→ **Task statement**: Rewrite the paragraph in the Ramen worm text below that begins "Cambridge, UK, January 25, 2001" as a short list that keeps its main facts.

::: Text shown :::

The world's first Linux Internet-worm has been reported "in-the-wild"
Cambridge, UK, January 25, 2001 - Kaspersky Lab, an international
data-security software-development company, last week warned users about
the real threat posed by the Ramen Internet-worm. According to recent
reports, the worm has already caused several incidents of Web sites in
different parts of the world being defaced; therefore, Ramen has become
the first malicious code for Linux that has been detected "in-the-wild".
Ramen was originally discovered in the middle of January 2001, it has the
ability to spread via the Internet and penetrates systems running Red Hat
Linux versions 6.2 and 7.0. In order to gain access to a computer, the
worm exploits three known security breaches in these particular operating
systems. These breaches allow Ramen to take over the root access rights
and unbeknownst to the user, execute its code on the target systems.
During the past several days, Kaspersky Lab has received confirmation of
Ramen penetrating into several corporate networks. Among them are the
National Aeronautics and Space Administration (NASA), Texas A&M
University, and Taiwan-based computer hardware manufacturer Supermicro.

::: Dataset excerpts :::

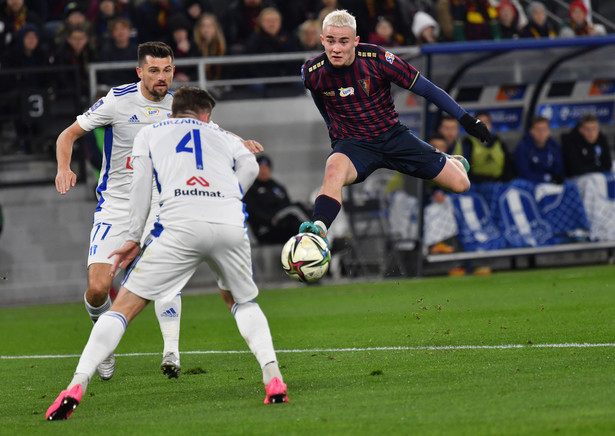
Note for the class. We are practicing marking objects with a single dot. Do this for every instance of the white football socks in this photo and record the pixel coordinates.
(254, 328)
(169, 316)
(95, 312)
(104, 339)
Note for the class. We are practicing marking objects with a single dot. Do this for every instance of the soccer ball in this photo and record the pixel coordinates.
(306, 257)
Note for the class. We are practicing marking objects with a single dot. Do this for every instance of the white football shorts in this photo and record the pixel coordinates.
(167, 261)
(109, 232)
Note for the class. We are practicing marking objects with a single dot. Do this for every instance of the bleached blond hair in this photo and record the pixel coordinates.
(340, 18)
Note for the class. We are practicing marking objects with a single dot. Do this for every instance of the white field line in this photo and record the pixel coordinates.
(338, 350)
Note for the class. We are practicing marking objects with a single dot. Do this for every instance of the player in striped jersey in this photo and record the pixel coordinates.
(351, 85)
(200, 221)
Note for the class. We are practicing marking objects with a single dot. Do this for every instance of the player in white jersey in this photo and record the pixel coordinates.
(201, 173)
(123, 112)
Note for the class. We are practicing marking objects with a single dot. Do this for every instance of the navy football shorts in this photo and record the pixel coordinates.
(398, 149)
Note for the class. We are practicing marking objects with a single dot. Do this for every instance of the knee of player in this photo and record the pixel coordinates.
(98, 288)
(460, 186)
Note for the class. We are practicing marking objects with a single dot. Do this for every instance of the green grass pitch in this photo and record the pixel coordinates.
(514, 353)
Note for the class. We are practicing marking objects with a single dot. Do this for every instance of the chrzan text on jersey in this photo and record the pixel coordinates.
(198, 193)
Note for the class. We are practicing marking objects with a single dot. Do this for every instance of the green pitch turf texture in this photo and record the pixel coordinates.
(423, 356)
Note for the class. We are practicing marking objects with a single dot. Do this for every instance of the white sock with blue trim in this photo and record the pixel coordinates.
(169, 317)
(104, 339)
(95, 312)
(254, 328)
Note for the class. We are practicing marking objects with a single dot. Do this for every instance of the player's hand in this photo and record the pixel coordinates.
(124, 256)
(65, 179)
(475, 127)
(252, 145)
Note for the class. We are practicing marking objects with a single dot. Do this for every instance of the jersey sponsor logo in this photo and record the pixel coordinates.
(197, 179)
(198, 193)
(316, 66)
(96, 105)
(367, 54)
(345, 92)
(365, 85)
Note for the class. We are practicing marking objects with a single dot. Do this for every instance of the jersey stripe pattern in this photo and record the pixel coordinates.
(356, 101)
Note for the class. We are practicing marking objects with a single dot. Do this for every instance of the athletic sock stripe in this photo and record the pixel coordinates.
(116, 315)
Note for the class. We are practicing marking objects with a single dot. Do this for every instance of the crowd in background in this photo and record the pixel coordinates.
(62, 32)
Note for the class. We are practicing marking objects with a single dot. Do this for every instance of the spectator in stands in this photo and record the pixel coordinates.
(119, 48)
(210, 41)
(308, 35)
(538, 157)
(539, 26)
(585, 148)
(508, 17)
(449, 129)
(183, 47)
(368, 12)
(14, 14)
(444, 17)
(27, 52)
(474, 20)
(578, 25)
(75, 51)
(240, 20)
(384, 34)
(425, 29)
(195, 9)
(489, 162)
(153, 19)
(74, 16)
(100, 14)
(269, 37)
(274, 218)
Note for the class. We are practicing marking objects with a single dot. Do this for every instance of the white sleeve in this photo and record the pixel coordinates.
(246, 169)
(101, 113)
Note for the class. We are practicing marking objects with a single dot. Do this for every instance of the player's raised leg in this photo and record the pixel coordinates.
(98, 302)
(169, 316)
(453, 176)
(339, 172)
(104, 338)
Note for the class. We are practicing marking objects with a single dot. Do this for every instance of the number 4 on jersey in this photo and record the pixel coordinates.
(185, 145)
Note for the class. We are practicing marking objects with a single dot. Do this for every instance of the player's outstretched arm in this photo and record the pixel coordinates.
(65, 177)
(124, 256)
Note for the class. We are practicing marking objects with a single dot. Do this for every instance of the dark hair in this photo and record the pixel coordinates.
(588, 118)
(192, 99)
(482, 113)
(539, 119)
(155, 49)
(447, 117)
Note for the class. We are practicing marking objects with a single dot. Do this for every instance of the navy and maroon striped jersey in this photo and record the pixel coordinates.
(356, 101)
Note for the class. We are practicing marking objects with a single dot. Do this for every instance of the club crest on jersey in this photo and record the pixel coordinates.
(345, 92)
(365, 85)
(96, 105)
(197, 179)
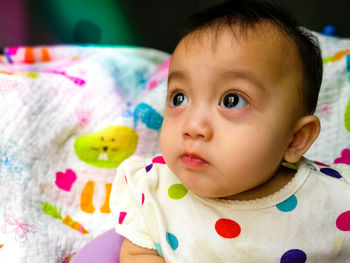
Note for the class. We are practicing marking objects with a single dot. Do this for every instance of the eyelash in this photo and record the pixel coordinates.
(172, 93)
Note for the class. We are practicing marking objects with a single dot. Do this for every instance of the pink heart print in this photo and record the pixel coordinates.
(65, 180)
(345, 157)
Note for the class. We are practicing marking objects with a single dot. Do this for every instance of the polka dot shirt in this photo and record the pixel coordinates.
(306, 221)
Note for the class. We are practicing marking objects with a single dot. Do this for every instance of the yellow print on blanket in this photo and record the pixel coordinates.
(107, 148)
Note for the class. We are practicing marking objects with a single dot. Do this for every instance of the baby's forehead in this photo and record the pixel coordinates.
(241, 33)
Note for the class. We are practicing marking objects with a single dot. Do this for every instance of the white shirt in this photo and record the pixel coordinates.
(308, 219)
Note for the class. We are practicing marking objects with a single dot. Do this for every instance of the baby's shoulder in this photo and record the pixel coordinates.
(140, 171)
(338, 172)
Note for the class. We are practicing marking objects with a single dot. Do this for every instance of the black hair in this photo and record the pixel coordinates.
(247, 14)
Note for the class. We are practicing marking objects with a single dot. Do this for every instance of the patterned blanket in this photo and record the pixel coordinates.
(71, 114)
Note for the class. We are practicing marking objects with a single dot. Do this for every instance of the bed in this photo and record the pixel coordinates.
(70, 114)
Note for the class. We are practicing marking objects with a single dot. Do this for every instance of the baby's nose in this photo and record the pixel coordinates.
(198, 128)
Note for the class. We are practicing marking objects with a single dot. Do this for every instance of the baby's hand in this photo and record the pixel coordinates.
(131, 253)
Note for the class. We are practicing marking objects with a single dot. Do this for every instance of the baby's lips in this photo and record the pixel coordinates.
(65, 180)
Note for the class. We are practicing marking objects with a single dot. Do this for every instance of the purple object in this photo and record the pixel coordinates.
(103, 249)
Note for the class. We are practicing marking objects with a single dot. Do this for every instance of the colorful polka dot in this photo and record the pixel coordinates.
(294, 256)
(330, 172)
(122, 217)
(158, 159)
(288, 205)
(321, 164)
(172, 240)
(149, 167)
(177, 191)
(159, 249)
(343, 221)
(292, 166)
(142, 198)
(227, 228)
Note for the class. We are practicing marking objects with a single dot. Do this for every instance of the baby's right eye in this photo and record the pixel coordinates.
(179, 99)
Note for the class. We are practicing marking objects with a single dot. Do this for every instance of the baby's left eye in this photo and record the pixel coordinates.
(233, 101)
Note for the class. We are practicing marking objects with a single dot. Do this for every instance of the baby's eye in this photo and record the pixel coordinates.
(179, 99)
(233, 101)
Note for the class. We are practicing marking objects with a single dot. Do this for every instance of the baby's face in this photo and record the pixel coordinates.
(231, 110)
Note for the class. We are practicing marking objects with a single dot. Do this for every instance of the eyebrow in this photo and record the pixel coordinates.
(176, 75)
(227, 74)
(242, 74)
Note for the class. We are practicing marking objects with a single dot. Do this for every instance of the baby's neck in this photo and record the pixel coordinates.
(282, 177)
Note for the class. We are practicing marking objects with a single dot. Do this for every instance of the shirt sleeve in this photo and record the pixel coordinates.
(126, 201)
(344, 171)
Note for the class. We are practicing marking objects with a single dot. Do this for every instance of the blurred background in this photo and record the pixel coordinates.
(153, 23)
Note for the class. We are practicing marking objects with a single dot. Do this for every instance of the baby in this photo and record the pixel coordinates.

:::

→ **Answer to this task**:
- In a January 25, 2001 release from Cambridge, UK, Kaspersky Lab said it had warned users the previous week about the Ramen Internet-worm.
- Ramen has caused Web site defacements in several parts of the world. That makes it the first malicious code for Linux detected "in-the-wild."
- It was discovered in mid-January 2001. It spreads via the Internet and penetrates Red Hat Linux 6.2 and 7.0.
- It exploits three known security breaches to take over root access rights and run its code without the user knowing.
- Kaspersky Lab has confirmed that it penetrated several corporate networks, including NASA, Texas A&M University, and Supermicro.